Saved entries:
--- START ---

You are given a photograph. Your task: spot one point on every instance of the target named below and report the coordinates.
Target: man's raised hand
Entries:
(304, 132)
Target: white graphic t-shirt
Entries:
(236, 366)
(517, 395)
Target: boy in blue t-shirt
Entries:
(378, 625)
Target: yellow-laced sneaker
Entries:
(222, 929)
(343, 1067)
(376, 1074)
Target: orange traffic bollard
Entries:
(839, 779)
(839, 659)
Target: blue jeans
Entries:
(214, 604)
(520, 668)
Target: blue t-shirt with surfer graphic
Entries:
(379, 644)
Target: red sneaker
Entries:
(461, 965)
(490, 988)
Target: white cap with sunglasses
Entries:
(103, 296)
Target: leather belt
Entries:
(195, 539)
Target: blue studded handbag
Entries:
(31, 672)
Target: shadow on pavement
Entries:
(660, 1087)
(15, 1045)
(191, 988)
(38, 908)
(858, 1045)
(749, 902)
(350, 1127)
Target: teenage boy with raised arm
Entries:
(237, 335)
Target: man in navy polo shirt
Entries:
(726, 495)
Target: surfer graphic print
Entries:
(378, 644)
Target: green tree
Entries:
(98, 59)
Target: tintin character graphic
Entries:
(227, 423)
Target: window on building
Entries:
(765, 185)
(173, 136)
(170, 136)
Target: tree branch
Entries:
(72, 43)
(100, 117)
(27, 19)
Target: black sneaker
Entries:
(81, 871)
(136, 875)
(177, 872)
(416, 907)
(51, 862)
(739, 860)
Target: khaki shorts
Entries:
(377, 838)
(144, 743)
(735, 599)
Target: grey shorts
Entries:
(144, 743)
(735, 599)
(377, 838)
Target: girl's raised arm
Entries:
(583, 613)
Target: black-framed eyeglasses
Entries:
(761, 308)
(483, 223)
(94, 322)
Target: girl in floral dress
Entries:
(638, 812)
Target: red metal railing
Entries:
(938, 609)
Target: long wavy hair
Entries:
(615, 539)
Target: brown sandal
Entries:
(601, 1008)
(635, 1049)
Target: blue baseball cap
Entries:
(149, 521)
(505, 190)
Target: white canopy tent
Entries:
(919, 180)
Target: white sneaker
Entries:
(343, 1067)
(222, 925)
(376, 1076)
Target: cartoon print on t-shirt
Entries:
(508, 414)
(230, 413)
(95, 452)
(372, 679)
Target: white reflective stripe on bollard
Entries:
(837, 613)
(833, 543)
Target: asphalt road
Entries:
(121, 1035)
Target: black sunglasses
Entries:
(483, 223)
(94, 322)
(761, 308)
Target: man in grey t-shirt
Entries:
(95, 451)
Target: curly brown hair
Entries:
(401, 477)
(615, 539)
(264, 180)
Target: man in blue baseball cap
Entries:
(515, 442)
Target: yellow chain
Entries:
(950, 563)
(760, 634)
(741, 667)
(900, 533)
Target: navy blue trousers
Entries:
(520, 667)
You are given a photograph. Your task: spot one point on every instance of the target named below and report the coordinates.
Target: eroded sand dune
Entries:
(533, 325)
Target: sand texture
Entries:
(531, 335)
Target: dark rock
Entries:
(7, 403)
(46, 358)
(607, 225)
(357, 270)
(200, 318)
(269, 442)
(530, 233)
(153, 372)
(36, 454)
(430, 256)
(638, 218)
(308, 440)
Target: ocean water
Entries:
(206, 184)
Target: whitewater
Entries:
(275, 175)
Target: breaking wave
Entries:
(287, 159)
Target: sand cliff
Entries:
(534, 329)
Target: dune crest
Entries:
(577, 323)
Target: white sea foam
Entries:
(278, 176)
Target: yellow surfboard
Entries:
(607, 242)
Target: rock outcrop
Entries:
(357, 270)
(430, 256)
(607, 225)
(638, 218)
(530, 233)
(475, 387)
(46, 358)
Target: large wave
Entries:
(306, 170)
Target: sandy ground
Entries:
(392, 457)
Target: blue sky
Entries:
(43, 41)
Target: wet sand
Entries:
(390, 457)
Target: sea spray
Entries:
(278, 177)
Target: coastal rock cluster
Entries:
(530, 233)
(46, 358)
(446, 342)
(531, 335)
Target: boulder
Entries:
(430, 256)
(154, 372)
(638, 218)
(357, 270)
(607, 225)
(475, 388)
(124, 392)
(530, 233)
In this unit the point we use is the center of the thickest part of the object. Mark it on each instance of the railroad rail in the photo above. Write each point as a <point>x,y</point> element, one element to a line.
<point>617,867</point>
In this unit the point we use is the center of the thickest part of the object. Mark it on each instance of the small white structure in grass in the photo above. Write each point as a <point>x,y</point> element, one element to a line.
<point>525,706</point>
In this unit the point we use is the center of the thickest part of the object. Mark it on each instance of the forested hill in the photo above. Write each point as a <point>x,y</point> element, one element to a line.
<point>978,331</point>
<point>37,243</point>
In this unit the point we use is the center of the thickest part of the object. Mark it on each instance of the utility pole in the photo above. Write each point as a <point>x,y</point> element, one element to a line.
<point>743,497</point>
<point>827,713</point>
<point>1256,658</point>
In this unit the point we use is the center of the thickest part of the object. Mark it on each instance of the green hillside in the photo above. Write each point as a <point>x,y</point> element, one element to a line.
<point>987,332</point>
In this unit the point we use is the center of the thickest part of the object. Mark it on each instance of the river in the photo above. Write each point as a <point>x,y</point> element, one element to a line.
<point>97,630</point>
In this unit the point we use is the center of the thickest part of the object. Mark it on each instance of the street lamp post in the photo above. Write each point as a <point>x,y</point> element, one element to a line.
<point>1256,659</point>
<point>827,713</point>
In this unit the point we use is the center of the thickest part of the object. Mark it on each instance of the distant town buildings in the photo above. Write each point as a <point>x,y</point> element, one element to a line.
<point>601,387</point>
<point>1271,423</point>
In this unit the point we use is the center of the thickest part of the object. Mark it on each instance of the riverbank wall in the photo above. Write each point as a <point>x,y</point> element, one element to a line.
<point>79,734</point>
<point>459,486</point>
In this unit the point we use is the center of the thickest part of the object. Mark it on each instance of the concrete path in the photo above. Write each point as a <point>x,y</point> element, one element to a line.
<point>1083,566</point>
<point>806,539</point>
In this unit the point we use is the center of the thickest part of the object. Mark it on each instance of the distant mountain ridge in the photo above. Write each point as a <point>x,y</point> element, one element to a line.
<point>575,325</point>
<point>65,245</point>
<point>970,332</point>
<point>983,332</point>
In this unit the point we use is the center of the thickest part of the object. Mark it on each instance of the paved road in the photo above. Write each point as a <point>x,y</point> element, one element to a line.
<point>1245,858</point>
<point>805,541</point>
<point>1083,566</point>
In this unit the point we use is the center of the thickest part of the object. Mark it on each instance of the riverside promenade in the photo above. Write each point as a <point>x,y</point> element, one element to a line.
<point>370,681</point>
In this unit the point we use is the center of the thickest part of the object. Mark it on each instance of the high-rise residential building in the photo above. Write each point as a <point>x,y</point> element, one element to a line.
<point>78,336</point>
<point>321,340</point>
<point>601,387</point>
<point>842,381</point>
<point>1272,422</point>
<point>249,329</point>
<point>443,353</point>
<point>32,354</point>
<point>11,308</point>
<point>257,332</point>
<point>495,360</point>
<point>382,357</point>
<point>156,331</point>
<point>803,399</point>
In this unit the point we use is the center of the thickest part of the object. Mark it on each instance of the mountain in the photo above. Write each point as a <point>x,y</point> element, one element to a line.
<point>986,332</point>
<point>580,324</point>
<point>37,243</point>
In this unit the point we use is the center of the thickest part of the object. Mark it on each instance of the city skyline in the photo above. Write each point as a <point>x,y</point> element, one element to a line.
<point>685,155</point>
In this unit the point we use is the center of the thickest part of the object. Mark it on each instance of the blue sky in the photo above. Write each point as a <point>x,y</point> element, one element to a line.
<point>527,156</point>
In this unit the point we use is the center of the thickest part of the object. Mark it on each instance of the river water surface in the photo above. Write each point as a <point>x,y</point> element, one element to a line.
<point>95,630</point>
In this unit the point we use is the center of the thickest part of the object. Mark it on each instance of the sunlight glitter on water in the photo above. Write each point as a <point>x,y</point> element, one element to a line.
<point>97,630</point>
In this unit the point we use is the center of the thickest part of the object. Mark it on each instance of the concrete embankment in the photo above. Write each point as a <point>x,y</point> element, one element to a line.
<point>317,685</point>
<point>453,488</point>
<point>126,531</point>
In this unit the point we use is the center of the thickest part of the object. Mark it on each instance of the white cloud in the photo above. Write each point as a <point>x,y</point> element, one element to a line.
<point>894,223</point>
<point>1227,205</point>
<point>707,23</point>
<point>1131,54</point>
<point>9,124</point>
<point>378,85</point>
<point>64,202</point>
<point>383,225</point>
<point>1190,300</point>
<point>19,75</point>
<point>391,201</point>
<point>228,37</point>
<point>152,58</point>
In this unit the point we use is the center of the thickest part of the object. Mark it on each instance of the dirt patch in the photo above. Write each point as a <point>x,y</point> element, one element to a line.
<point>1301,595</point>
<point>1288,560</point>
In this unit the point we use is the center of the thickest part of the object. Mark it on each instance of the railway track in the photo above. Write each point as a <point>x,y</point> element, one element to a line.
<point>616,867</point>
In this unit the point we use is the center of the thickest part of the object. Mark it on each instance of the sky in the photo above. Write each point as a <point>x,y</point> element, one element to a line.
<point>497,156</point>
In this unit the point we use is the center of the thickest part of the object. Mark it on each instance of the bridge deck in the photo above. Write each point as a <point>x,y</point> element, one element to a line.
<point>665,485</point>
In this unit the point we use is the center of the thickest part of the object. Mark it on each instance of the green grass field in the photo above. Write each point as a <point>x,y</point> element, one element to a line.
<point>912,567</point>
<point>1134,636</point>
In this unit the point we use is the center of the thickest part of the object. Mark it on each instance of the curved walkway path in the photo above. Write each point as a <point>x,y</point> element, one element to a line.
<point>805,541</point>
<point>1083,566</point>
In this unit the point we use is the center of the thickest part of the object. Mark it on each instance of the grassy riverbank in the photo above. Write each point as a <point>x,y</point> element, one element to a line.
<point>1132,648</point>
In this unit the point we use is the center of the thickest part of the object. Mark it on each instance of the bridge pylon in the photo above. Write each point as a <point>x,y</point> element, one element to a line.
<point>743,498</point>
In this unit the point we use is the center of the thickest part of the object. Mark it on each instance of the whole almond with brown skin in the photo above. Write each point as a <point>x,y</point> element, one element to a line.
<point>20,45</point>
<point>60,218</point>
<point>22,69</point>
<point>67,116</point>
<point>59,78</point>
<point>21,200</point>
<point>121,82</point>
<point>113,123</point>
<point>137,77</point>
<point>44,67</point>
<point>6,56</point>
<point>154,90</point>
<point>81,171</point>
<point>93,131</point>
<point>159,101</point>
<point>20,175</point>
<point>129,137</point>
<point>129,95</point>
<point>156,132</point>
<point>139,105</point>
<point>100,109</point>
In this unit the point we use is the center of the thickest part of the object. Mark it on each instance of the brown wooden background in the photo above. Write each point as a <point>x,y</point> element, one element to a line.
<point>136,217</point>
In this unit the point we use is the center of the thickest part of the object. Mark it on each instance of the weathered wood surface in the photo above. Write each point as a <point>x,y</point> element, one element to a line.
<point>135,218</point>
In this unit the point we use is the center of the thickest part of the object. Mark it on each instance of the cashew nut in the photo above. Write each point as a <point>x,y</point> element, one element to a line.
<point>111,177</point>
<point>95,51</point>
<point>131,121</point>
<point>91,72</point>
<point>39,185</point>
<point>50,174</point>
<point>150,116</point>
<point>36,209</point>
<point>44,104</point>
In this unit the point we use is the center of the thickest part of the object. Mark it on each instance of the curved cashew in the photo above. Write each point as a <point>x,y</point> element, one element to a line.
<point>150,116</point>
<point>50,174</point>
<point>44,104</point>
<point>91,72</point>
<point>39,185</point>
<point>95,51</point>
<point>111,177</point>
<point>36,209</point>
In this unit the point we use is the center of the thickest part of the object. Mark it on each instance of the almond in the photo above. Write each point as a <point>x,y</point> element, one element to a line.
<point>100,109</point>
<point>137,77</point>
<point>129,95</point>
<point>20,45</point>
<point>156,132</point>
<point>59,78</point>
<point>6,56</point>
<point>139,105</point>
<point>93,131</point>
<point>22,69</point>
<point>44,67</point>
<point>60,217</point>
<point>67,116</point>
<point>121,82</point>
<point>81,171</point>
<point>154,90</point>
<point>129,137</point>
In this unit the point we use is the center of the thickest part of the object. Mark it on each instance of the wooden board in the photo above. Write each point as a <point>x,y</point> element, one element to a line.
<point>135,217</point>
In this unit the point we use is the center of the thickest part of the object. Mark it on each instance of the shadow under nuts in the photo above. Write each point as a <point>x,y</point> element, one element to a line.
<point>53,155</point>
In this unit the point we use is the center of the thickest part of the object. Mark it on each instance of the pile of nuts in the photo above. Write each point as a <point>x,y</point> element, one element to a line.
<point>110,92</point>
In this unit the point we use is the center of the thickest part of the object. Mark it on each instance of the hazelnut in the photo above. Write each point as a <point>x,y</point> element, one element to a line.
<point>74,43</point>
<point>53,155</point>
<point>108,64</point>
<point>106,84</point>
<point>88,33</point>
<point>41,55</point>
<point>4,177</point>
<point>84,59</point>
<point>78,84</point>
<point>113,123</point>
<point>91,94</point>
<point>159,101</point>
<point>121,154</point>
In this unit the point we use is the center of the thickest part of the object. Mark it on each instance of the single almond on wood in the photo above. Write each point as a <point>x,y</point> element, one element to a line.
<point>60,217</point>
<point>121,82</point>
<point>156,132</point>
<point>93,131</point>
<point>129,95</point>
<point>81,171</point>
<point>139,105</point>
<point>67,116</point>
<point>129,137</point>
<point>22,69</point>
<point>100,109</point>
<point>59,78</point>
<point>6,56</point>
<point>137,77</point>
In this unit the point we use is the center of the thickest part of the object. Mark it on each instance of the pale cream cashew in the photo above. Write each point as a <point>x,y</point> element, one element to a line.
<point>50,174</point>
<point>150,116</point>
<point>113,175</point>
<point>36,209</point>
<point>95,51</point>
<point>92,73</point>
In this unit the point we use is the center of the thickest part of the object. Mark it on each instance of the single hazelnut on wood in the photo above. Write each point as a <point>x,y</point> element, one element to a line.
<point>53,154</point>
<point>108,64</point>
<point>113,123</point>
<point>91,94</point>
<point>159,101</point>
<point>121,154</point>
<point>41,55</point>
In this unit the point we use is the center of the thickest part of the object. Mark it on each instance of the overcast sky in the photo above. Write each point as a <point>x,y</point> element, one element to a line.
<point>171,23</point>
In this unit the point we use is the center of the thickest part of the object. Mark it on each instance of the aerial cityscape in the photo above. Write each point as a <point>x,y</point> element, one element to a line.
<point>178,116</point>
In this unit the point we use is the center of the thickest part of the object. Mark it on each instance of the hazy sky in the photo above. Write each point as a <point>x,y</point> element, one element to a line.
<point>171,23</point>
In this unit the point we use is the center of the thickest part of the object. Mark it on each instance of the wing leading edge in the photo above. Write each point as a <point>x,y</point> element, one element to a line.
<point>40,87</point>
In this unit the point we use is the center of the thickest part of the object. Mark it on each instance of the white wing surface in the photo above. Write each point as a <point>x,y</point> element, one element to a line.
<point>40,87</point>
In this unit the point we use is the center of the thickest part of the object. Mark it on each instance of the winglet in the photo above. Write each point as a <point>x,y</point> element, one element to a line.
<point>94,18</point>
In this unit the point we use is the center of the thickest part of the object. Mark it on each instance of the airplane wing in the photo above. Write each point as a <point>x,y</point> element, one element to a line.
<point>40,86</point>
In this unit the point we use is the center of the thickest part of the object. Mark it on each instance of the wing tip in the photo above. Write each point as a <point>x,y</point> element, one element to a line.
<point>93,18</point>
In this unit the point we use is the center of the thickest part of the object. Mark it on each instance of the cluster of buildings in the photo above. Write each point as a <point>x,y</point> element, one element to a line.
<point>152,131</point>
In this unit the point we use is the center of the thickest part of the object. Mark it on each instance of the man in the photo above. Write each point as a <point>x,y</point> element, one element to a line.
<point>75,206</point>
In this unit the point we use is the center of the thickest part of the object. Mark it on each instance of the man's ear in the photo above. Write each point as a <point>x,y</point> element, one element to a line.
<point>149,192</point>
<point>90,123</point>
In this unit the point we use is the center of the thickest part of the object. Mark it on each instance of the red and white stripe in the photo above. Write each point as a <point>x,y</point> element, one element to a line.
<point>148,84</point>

--- END ---

EXERCISE REQUIREMENTS:
The lines to return begin at the first line of the records and end at the line holding "Target: boy in blue t-shirt"; please return them exactly, including both, and nothing beyond.

SOLUTION TO THIS EXERCISE:
You are given a photograph. Your task: spot one point on every instance of the target named below and report the coordinates.
Target: man's raised hand
Entries:
(304, 132)
Target: white graphic t-shirt
Entries:
(236, 366)
(517, 395)
Target: boy in blue t-shirt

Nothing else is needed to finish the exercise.